→ GOAL OF THE EXERCISE
All records should be reproduced verbatim.

=-=-=

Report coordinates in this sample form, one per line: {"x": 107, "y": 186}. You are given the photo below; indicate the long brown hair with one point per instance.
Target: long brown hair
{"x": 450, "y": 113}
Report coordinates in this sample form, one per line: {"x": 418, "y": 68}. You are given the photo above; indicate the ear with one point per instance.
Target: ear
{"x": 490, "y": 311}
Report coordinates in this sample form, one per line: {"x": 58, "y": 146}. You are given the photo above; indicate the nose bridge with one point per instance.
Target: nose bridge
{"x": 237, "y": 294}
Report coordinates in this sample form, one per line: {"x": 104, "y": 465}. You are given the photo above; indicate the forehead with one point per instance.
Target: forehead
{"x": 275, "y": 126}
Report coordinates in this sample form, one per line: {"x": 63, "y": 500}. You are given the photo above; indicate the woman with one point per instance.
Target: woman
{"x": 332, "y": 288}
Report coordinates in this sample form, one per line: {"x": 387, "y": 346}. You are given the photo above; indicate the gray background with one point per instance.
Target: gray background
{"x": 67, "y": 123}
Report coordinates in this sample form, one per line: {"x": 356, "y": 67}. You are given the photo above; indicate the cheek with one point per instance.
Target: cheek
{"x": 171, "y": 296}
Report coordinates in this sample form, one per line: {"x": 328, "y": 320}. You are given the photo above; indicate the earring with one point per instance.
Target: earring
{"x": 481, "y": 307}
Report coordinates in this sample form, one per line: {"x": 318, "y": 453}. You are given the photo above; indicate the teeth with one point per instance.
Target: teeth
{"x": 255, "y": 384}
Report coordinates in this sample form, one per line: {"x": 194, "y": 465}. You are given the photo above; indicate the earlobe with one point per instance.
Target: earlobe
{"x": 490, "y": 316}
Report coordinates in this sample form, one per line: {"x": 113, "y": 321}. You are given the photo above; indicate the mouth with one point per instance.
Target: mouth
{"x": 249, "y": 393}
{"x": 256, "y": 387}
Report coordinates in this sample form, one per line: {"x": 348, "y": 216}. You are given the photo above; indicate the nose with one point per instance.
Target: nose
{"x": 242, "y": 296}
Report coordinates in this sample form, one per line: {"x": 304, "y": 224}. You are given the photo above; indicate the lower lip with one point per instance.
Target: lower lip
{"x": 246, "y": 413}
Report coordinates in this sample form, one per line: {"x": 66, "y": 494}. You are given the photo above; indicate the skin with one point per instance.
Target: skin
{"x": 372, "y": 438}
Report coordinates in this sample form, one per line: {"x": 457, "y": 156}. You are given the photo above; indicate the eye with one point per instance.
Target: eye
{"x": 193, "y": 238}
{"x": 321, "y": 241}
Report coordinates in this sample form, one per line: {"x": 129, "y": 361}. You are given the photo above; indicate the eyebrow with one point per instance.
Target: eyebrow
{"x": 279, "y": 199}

=-=-=

→ WRITTEN ANSWER
Report coordinates in this sample form, one per line: {"x": 107, "y": 186}. You are given the photo below; indicate the long brown hair with one point per instance.
Target: long brown hair
{"x": 450, "y": 113}
Report coordinates in this sample form, one per line: {"x": 418, "y": 68}. You are given the photo above; indicate the ear with one point per instance.
Target: ear
{"x": 490, "y": 311}
Report coordinates in this sample form, one per line: {"x": 58, "y": 146}. You are given the photo above; indicate the nose bridge with one point per instance.
Target: nose bridge
{"x": 237, "y": 294}
Report coordinates in this sample form, one per line: {"x": 104, "y": 465}. You are given the photo above; indicate the forehead with one point per instance.
Target: forehead
{"x": 275, "y": 126}
Report coordinates in this sample form, one per line: {"x": 63, "y": 500}. You are given the photo above; indicate the woman with one point per instance.
Target: woman
{"x": 332, "y": 288}
Report coordinates in this sample form, one per line: {"x": 387, "y": 346}. You are given the photo above; indicate the gray background with one point per instance.
Target: gray background
{"x": 67, "y": 123}
Report coordinates in this sample form, one per line: {"x": 356, "y": 67}. You are given the photo above; indicate the cheek with one point per instance.
Target: cheek
{"x": 171, "y": 296}
Report coordinates in this sample form, one per line: {"x": 328, "y": 320}. You are given the photo above; indicate the earring with one point per instance.
Target: earring
{"x": 481, "y": 307}
Report coordinates in this sample form, one per line: {"x": 318, "y": 453}. You are given the photo above; indicate the teeth with one point per instance.
Target: teeth
{"x": 255, "y": 384}
Report coordinates in this sample form, one per line: {"x": 194, "y": 465}. You are given the photo above; indicate the earlobe with one point per instance.
Target: earlobe
{"x": 490, "y": 316}
Report coordinates in this sample form, one per line: {"x": 113, "y": 321}. You are given the photo above; indicate the mouth with one point per instance.
Target: mouth
{"x": 249, "y": 393}
{"x": 256, "y": 387}
Report coordinates in this sample form, one per line: {"x": 348, "y": 216}. You are given the photo above; indicate the nose with one point per instance.
Target: nose
{"x": 242, "y": 296}
Report coordinates in this sample form, one per line: {"x": 304, "y": 224}. You are given the photo above; indicate the lower lip with one point per instance.
Target: lower lip
{"x": 246, "y": 413}
Report coordinates in this sample form, one per line: {"x": 66, "y": 494}. You are given the photo above; indicate the skin with one point per instance.
Target: skin
{"x": 372, "y": 438}
Report coordinates in this sample form, one per line: {"x": 457, "y": 156}. You are given the photo above; indicate the eye with one point per instance.
Target: eye
{"x": 193, "y": 238}
{"x": 321, "y": 241}
Report coordinates in this sample form, one per line: {"x": 129, "y": 361}. You are given the photo above; indicate the eyebrow with one point per instance.
Target: eyebrow
{"x": 279, "y": 199}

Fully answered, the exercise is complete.